## Brief
Write out everything in the article on food inventors below, from "Kellogg’s Rice Krispies" down to "Pemberton in 1882.", word for word.

## Passage shown
'''

Freeze a jolly good fellow
MARION McMULLEN LOOKS BACK AT INVENTORS WHO HAVE GIVEN US FOOD FOR THOUGHT
CLARENCE BIRDSEYE chilled the competition 90 years ago when he introduced something shoppers had never seen before... frozen food.
His brain wave came after he spent five years as a fur trapper in Labrador in Canada and noticed how the local Inuits froze food supplies to make them last.
The process led to him returning home and experimenting with quick freezing, and on March 6, 1930, shoppers in Springfield, Massachusetts, found frozen peas in their grocery stores for the first time.
It marked the start of a new era of food shopping with people able to buy out-of-season produce and food from the other side of the world.
“Quick freezing was conceived, born and nourished on a strange combination of ingenuity, stick-to-itiveness, sweat and good luck,” the American inventor explained.
His frozen foods reached the UK in 1938 with the BirdsEye burger launching in 1950 followed by fish fingers in 1955.
Clarence changed the way we shopped and cooked, but never stopped inventing throughout his life and patented more than 300 ideas.
He once explained: “Inventing is only one of my lines. I am also a bank director, a president of companies, a fisherman, an author, an engineer, a cook, a naturalist, a stockholder, a consultant and a dock-walloper. Whenever anyone asks me what I am, I become rather confused because I don’t know which of these occupations to give. To be perfectly honest, I told a young friend, ‘I am best described as just a guy with a very large bump of curiosity and a gambling instinct.’”
Twelve-year-old Helen Dalzell, from Halifax, came up with her own idea for Birdseye in 1967 when she suggested the triangular sausage.
She met with the company’s meat product development manager Howard Abbott at the Hilton to cook and taste the new product, but the idea never caught on.
Brothers Will Keith and Dr John Harvey Kellogg changed breakfast time forever in 1889 when they tried to make granola for patients at their health sanatorium in Battle Creek, Michigan. They flaked wheat berries by accident and came up with the recipe for Kellogg’s Corn Flakes.
They hired 44 staff in 1906, to begin manufacturing and selling the breakfast cereal, and launched All-Bran 10 years later, but UK consumers had to wait until 1922 before they could tuck in.
Dr Kellogg is also one of several people credited with the invention of peanut butter and served a form of nut butter to his patients at the sanatorium and also offered meat alternatives and soy milk.
He once wrote: “There is nothing necessary or desirable for human nutrition to be found in meats or flesh foods, which are not found in and derived from vegetable products.”
Kellogg’s Rice Krispies joined the breakfast cereal range in 1928 and became famous for its “snap, crackle and pop” slogan.
The breakfast cereal also led to the TV debut of Jonathan Ross. The presenter was 10 when he appeared in the Rice Krispies advert in 1970.
It was marketed as “the talking cereal” because of the sound it made when milk was poured onto it and was originally sold by door-to-door salesmen.
Combining a flavoured syrup with carbonated water proved a lifechanging moment for American pharmacist and former Confederate colonel Dr John S Pemberton in 1882.
His partner and bookkeeper Frank M Robinson is said to have come up with the name for the new beverage – Coca-Cola. The drink sold for five cents a glass at Jacobs’ Pharmacy in Atlanta and in the first year they sold on average nine glasses a day.

'''

## Data under study
'''

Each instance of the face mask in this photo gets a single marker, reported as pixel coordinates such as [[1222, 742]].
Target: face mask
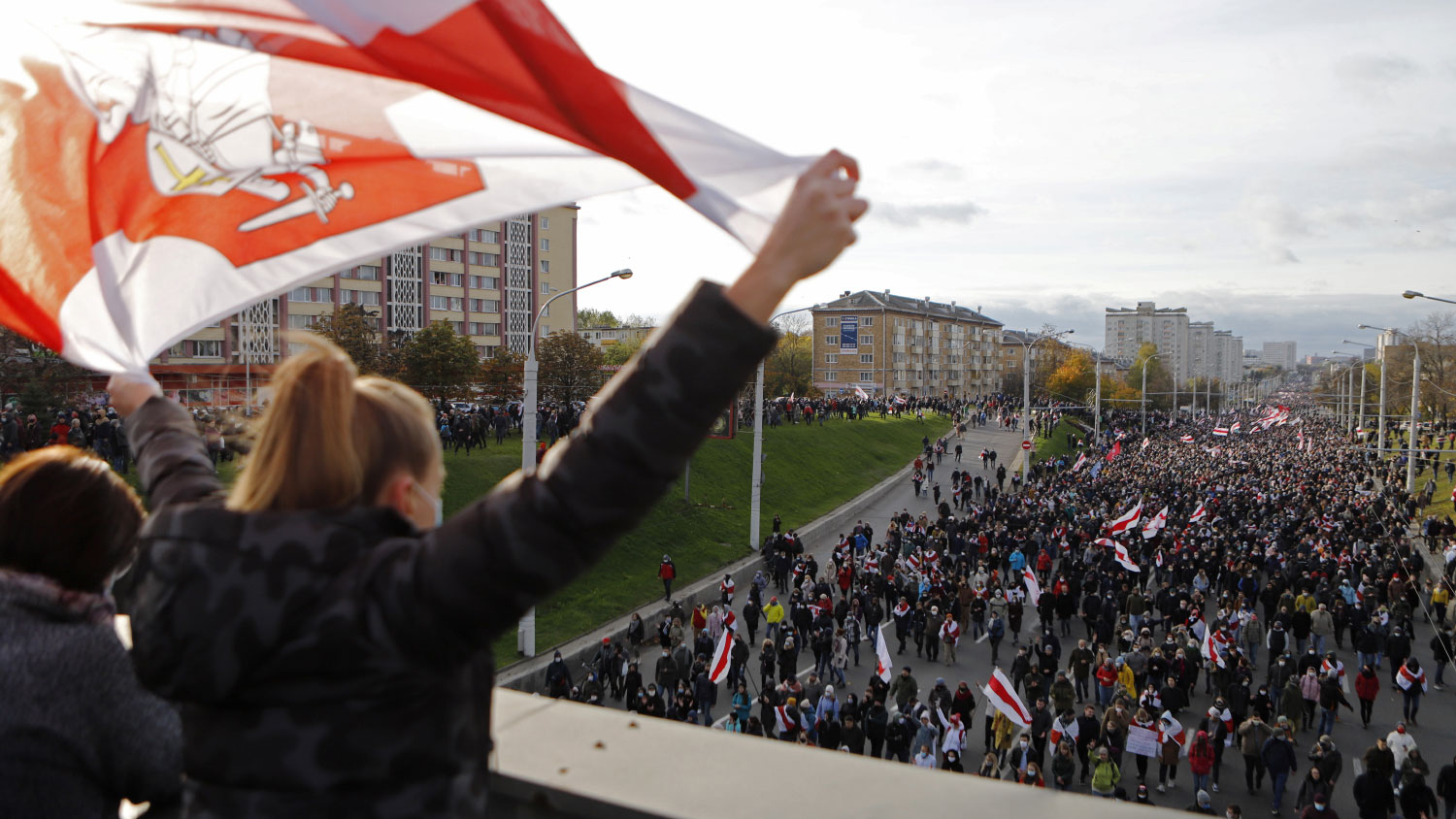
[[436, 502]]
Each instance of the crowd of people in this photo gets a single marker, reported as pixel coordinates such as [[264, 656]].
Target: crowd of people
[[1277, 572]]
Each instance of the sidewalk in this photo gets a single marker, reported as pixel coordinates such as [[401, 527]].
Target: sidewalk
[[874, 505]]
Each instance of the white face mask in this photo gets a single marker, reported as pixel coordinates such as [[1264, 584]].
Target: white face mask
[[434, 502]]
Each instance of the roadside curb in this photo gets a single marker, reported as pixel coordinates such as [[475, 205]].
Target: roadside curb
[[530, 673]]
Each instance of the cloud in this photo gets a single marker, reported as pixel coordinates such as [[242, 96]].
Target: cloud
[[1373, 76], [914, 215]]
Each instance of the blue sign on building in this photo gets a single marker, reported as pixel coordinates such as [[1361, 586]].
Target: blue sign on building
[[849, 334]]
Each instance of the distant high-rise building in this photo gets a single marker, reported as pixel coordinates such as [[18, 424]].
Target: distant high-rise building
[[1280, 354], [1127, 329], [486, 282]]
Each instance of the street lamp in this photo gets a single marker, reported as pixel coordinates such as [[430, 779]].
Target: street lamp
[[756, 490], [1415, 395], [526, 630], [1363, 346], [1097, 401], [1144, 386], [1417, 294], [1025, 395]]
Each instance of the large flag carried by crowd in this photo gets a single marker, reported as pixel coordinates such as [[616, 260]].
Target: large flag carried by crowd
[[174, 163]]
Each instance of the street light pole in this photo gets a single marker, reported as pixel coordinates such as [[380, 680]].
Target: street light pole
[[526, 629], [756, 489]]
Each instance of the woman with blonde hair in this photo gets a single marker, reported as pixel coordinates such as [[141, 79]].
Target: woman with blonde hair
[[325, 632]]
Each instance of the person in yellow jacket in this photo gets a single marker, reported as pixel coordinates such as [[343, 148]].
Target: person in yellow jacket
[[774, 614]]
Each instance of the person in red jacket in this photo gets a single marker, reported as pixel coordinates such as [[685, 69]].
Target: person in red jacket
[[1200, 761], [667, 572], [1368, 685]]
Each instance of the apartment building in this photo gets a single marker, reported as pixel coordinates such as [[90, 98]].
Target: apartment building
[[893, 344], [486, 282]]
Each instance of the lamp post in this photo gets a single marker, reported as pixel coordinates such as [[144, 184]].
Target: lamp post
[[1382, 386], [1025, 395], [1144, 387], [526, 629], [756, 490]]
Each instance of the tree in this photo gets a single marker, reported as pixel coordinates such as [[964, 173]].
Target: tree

'''

## Answer section
Kellogg’s Rice Krispies joined the breakfast cereal range in 1928 and became famous for its “snap, crackle and pop” slogan.
The breakfast cereal also led to the TV debut of Jonathan Ross. The presenter was 10 when he appeared in the Rice Krispies advert in 1970.
It was marketed as “the talking cereal” because of the sound it made when milk was poured onto it and was originally sold by door-to-door salesmen.
Combining a flavoured syrup with carbonated water proved a lifechanging moment for American pharmacist and former Confederate colonel Dr John S Pemberton in 1882.